American actor (1923–1961)

James Daniel Parnell (October 9, 1923 – December 27, 1961) was an American film and television actor.

==Life and career==
Parnell was born in Saint Paul, Minnesota, the son of Effie and Emory Parnell, a vaudeville performer. He had a brother, Charles Parnell. Parnell began his acting career in 1950 with an uncredited role in the film California Passage. He then appeared in the films Apache Drums and G.I. Jane. Parnell was also a cast member of the New York production of the musical Oklahoma! for five years. Parnell appeared in over 100 films and television programs, including an appearance as Marv Tremain in the 1956 film Star in the Dust. He also performed on stage plays.
· · · · ·
SET OF TASKS:
a – Decide whether each statement agrees with the passage about James Daniel Parnell, and support each yes or no with the deciding words from the text, quoted exactly. (i) Parnell was born in Minnesota. (ii) Parnell's first film role was a credited one. (iii) Parnell was in the New York production of Oklahoma! for ten years.
b – Rename "Saint Paul" as "Minneapolis" in the passage about James Daniel Parnell, and write out the part starting at "American actor (1923–1961)" and ending at "on stage plays." with that change.
· · · · ·
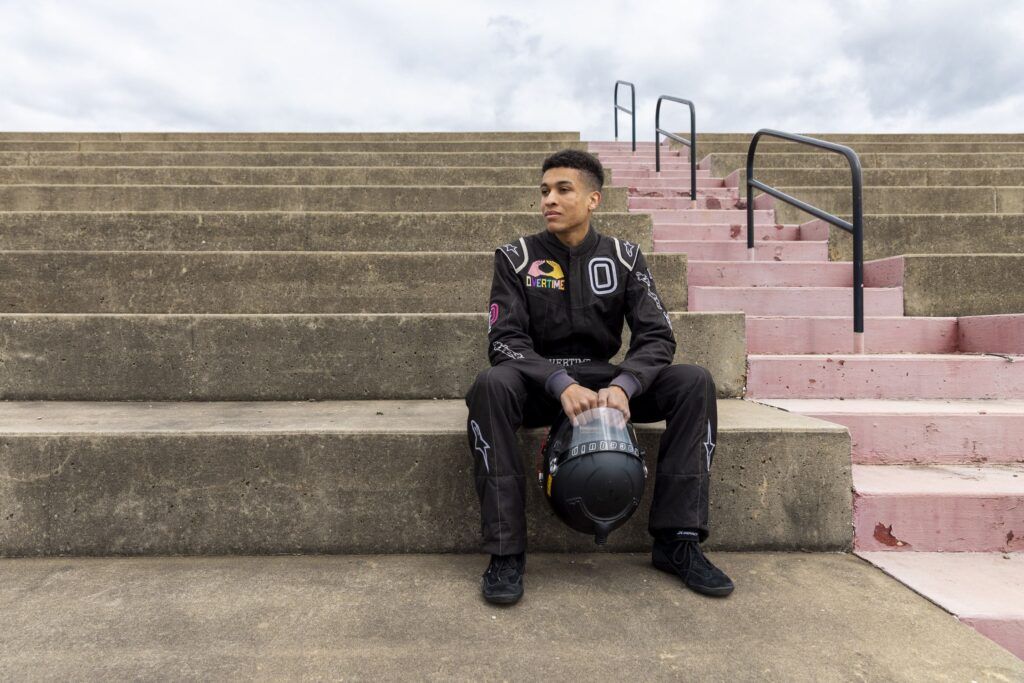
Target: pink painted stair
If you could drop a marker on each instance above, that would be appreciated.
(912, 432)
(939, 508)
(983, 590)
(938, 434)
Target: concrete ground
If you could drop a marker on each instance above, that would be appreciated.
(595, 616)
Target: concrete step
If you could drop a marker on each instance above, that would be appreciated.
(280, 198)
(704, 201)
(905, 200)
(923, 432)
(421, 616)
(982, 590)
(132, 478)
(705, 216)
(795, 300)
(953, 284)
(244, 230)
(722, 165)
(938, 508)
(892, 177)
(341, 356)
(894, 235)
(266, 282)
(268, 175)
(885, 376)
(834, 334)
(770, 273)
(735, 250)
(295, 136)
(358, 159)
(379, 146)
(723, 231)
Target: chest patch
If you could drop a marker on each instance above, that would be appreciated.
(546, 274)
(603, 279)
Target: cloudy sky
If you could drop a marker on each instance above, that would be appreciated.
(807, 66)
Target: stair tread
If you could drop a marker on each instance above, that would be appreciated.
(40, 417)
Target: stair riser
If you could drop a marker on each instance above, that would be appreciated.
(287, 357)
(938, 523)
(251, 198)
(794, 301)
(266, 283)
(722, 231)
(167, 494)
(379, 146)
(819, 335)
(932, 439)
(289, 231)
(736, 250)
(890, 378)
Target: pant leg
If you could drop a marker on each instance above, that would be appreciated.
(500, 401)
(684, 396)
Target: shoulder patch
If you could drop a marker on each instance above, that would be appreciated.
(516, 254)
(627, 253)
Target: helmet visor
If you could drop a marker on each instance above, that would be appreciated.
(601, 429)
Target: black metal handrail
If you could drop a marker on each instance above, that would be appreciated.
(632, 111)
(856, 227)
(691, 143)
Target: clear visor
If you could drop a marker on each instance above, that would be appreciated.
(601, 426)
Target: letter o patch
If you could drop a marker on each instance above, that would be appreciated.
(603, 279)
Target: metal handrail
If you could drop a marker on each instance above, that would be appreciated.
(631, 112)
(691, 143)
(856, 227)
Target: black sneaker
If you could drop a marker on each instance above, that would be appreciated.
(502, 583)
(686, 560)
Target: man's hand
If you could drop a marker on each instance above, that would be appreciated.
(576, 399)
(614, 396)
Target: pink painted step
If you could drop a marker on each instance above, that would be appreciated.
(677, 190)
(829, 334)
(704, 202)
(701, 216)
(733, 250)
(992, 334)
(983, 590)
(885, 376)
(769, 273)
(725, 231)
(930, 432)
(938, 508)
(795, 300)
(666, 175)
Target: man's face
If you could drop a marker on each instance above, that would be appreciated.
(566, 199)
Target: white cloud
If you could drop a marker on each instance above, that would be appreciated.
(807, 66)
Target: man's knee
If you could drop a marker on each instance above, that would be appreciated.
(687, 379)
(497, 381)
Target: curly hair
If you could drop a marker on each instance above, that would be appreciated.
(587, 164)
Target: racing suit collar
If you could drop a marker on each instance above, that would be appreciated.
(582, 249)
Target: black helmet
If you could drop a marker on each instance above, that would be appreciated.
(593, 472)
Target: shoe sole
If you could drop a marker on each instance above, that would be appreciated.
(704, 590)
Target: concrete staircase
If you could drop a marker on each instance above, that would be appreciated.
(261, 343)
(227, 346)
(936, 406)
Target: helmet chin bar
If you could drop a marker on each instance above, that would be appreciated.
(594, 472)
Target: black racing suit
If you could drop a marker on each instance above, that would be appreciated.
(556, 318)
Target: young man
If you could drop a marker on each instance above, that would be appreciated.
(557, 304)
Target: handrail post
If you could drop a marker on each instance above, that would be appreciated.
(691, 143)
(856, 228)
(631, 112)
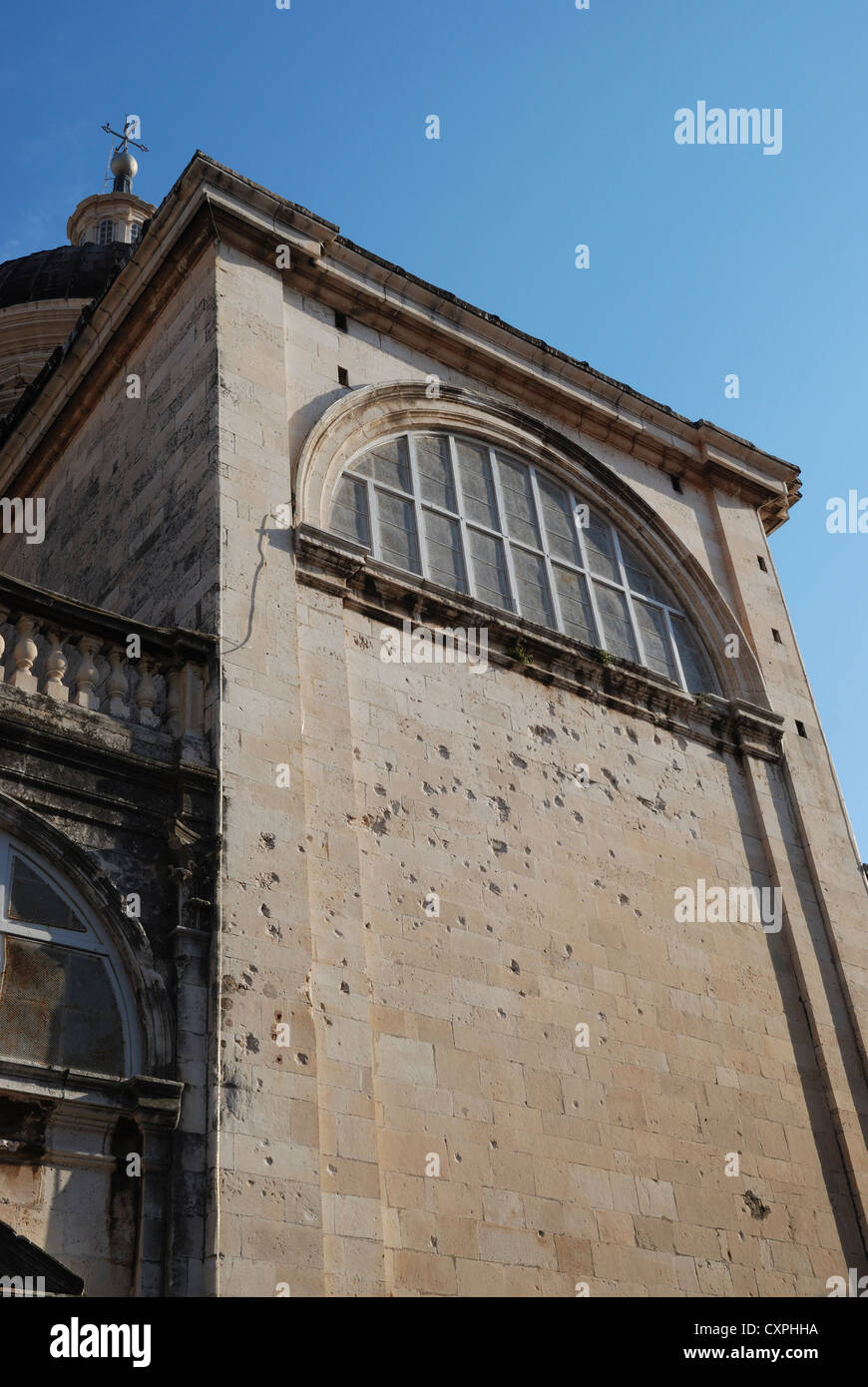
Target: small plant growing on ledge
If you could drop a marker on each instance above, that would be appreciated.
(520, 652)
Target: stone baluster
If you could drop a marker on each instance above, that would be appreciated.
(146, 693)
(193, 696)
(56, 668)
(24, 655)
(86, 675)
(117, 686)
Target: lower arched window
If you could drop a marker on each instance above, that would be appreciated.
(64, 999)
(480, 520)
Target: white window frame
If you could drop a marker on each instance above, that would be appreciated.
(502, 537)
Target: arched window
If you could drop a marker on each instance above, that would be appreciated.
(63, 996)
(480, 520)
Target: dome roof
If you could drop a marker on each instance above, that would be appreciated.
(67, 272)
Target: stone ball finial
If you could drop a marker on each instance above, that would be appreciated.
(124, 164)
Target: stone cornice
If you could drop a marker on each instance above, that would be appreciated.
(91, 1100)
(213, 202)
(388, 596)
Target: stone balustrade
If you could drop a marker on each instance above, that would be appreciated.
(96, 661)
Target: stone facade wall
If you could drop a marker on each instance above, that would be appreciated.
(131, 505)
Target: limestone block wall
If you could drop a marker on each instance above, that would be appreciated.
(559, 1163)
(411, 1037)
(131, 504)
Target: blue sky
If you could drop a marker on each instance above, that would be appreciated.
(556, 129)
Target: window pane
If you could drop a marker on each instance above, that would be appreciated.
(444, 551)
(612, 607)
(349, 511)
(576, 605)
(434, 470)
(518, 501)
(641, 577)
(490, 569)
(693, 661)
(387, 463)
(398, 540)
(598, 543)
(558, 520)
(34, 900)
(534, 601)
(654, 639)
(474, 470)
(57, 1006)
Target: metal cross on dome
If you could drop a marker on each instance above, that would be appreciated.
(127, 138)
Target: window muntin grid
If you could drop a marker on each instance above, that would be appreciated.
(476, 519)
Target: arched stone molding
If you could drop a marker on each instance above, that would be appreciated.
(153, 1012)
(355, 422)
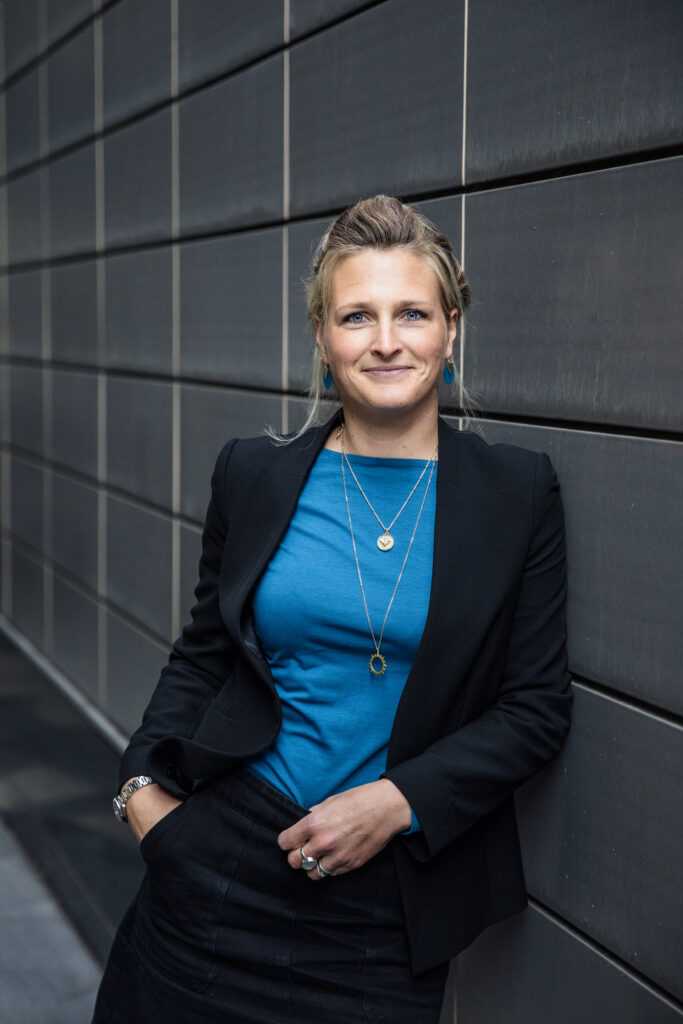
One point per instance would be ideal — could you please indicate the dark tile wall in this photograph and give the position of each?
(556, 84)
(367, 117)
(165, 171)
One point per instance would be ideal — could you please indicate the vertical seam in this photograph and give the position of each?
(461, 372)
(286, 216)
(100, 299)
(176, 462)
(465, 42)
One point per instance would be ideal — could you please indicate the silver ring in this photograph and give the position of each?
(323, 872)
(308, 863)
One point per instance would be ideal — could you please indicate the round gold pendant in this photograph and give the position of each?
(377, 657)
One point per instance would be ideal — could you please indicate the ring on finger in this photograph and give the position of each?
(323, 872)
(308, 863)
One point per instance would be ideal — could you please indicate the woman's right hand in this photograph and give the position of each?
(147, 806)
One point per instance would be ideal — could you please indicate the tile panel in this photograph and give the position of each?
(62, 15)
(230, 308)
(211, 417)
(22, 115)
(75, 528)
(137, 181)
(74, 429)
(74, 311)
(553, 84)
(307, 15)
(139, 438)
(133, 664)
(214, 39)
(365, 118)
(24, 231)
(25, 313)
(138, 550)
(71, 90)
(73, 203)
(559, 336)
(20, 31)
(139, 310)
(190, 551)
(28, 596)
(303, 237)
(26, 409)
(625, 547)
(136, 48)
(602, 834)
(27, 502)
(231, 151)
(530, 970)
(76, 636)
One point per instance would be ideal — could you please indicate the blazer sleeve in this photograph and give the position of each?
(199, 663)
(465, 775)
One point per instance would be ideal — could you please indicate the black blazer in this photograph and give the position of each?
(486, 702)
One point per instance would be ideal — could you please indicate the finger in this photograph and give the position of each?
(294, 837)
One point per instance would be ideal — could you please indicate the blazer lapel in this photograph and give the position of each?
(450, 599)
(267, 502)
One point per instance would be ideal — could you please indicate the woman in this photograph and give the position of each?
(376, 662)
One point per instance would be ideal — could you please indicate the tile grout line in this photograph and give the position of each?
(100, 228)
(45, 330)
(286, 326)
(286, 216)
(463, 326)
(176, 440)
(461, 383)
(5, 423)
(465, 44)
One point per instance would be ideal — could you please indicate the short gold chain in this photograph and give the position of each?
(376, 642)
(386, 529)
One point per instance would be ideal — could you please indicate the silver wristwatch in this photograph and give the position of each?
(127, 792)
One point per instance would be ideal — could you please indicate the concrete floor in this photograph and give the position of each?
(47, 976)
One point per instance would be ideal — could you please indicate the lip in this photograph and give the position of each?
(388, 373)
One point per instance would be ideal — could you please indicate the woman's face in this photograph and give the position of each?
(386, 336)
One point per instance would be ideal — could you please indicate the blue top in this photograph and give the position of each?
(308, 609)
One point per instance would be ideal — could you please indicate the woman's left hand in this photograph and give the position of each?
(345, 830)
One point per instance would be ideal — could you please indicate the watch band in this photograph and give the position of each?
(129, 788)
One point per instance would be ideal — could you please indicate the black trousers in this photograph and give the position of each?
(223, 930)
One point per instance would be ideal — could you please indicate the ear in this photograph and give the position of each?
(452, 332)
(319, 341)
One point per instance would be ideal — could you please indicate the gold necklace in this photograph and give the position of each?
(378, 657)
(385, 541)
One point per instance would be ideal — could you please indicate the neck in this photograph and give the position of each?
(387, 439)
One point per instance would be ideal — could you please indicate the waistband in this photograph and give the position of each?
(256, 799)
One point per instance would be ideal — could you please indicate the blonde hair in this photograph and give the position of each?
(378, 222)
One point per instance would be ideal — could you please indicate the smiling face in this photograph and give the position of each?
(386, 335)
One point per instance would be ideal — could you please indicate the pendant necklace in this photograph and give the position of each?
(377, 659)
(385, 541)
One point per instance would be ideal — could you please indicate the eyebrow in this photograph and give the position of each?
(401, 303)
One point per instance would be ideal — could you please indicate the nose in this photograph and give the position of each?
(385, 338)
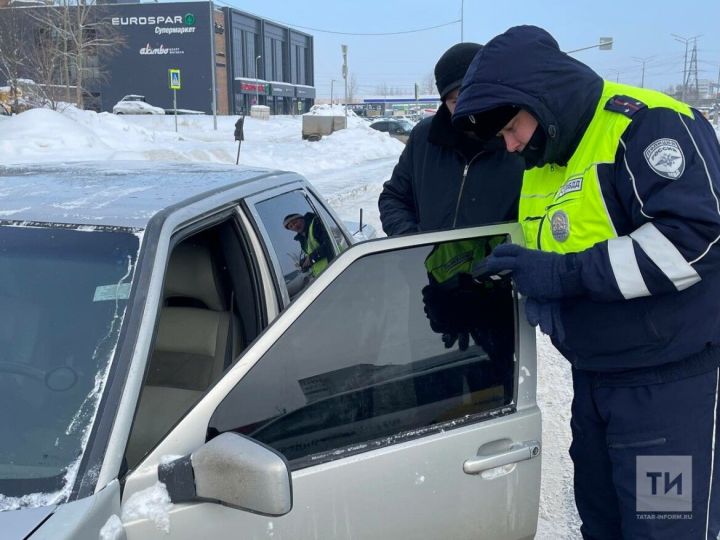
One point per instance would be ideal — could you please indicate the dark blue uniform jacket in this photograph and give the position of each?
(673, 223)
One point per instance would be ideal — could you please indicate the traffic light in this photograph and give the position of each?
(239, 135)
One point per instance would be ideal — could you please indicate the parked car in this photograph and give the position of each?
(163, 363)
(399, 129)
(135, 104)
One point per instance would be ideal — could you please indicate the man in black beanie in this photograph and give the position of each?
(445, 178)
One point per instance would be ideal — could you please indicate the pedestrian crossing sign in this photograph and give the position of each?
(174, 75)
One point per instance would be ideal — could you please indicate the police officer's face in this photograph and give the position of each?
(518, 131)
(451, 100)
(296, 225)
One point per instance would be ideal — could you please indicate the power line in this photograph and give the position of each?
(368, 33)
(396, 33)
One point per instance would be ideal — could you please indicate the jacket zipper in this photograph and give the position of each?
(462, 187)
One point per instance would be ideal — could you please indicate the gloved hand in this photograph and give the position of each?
· · · · ·
PER-TASK OUTPUTS:
a –
(i) Yes: "Parnell was born in Saint Paul, Minnesota"
(ii) No: "Parnell began his acting career in 1950 with an uncredited role in the film California Passage"
(iii) No: "Parnell was also a cast member of the New York production of the musical Oklahoma! for five years"

b –
American actor (1923–1961)

James Daniel Parnell (October 9, 1923 – December 27, 1961) was an American film and television actor.

==Life and career==
Parnell was born in Minneapolis, Minnesota, the son of Effie and Emory Parnell, a vaudeville performer. He had a brother, Charles Parnell. Parnell began his acting career in 1950 with an uncredited role in the film California Passage. He then appeared in the films Apache Drums and G.I. Jane. Parnell was also a cast member of the New York production of the musical Oklahoma! for five years. Parnell appeared in over 100 films and television programs, including an appearance as Marv Tremain in the 1956 film Star in the Dust. He also performed on stage plays.